§ Quoted passage:
▶

I had to laugh when reading my colleague Bridget Turcotte’s column a few weeks ago about her keto diet. The particular line that caught me was the one about finding a piece of chocolate she had hidden from herself in her freezer.
I try to do that. You know, hide food from myself that I know I shouldn’t have. The problem is, either I actually do a bad job of hiding it and someone else finds it (in my house the rule is, nobody owns any food, including really good leftovers, in the refrigerator), or even if I hide it, it keeps calling me and letting me know it’s there.
Food is just one of the things I’ve hidden, sometimes too successfully, in my house. I am famous (infamous?) for putting important papers, documents, bills, etc., somewhere I will definitely be able to get to at the proper time — and then promptly forgetting where I put it. I then get the pleasure of tearing through my already wreck of a house, looking for something that I put in that special place I knew I would remember.

◀

§ Data shown:
▶

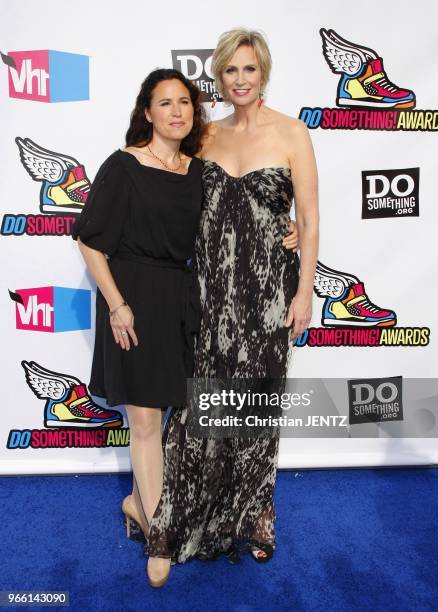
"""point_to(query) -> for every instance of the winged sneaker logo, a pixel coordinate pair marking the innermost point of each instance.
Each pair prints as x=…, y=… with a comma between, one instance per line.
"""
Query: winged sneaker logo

◀

§ Task to carry out:
Copy from the column on hiding things, word for word, the part starting at "I had to laugh" and ending at "in her freezer.".

§ Solution:
I had to laugh when reading my colleague Bridget Turcotte’s column a few weeks ago about her keto diet. The particular line that caught me was the one about finding a piece of chocolate she had hidden from herself in her freezer.